__Problem to work on__.
Beginning with the line containing "Where can you see the kitchen" and ending with the last line, repeat the records exactly.

__Provided information__.
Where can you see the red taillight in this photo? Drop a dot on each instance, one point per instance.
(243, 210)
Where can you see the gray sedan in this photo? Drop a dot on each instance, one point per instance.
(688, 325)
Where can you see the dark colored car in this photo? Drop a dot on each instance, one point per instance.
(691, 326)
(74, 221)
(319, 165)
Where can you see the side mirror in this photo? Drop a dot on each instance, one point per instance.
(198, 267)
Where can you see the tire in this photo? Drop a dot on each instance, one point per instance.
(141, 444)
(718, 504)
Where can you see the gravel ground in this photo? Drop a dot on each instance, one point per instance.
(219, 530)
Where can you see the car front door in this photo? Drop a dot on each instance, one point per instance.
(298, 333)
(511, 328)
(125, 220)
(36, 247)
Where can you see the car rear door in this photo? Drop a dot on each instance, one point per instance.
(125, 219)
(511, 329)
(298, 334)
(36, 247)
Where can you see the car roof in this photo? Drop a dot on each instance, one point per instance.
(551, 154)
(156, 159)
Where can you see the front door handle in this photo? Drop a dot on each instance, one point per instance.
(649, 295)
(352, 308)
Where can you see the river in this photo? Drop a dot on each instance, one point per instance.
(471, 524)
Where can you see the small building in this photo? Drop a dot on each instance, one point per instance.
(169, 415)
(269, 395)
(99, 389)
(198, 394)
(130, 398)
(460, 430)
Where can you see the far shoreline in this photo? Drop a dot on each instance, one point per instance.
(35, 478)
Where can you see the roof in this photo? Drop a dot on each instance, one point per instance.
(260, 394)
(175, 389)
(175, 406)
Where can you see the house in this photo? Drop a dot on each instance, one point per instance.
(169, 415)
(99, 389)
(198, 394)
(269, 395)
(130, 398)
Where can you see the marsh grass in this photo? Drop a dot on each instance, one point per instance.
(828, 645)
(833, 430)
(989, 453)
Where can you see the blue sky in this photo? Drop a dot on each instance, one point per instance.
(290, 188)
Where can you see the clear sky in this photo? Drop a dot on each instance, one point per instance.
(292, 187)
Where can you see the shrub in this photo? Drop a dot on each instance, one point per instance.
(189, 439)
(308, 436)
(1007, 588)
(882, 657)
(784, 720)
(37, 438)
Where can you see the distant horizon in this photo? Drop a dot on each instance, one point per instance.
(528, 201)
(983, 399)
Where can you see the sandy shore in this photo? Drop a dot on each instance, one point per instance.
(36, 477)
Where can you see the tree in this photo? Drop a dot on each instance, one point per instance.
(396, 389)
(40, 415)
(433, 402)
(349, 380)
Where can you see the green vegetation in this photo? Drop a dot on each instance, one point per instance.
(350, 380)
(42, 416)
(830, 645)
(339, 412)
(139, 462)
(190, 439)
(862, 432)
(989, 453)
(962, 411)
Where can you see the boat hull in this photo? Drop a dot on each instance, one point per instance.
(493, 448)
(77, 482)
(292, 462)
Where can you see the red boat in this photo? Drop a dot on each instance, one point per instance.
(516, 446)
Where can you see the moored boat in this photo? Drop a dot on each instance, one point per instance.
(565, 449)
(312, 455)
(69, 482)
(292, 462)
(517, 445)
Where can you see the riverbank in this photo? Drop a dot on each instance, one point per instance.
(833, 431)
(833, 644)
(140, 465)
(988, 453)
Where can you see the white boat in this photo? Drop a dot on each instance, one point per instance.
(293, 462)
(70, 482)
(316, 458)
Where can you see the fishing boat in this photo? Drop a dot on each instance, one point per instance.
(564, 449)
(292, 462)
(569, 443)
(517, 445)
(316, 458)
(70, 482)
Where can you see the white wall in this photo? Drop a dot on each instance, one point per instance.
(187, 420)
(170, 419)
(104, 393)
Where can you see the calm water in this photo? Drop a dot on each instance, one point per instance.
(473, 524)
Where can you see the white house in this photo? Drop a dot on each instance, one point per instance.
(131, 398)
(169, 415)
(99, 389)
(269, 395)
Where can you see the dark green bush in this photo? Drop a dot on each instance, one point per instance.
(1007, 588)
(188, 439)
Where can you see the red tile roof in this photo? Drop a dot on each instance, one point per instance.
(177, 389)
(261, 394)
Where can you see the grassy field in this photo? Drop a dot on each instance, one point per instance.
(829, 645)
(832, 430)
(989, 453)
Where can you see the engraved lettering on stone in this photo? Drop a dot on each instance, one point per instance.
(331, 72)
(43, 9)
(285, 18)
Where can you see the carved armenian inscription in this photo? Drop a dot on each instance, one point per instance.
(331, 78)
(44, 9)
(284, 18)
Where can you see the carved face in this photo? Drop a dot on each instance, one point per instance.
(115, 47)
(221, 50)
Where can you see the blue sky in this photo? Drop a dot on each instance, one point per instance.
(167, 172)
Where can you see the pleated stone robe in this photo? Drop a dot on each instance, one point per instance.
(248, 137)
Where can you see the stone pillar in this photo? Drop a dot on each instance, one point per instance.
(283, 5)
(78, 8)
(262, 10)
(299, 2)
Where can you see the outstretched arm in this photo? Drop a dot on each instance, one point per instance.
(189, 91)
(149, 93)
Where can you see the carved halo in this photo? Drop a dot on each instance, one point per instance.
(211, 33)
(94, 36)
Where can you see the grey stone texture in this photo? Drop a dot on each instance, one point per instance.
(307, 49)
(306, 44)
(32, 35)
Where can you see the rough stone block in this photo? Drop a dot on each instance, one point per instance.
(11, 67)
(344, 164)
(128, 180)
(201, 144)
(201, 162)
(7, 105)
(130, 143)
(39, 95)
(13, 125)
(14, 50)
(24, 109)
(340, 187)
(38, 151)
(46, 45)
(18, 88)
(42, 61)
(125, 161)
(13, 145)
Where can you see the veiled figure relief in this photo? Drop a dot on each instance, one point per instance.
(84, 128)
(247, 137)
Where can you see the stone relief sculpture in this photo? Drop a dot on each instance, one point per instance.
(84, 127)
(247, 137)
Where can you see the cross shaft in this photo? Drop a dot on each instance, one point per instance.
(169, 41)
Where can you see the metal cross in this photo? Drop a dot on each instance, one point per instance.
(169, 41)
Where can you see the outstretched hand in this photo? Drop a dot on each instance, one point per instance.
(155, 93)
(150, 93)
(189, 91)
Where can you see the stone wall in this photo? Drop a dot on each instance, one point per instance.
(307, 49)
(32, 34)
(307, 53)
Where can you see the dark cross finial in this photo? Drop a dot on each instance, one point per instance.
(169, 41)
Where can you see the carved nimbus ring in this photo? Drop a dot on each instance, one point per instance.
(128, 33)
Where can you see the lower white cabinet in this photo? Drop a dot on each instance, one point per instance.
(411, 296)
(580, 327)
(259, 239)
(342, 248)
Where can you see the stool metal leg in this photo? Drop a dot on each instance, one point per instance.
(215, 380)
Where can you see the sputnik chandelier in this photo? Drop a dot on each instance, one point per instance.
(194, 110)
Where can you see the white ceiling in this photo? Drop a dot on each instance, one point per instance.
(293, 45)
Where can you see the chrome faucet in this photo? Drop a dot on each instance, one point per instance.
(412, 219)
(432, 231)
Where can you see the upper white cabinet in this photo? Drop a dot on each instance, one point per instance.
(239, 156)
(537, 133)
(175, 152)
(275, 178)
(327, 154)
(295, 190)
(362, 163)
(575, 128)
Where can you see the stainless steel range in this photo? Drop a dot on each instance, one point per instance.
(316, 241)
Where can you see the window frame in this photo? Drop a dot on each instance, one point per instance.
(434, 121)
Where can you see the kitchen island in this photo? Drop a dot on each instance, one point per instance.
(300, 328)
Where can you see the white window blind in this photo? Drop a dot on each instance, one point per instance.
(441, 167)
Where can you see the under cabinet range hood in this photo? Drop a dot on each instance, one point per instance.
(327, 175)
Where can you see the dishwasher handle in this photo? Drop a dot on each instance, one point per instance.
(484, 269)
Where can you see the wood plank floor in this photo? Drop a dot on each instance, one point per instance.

__Solution__.
Where can you see the kitchen island in this photo? Drop a dot on each instance, one point per instance.
(300, 328)
Where can you see the white window blind in this photo? Drop a dot on each instance, one point per instance.
(441, 167)
Where can you see the under cabinet range hood in this photo? Drop a dot on each instance, one point per instance.
(327, 175)
Where can you see the dishwasher handle in this photo? Drop a dot on each instance, one point per instance.
(484, 269)
Where can you see the wood plank floor in this photo? Drop a dot on each instance, one point per instance.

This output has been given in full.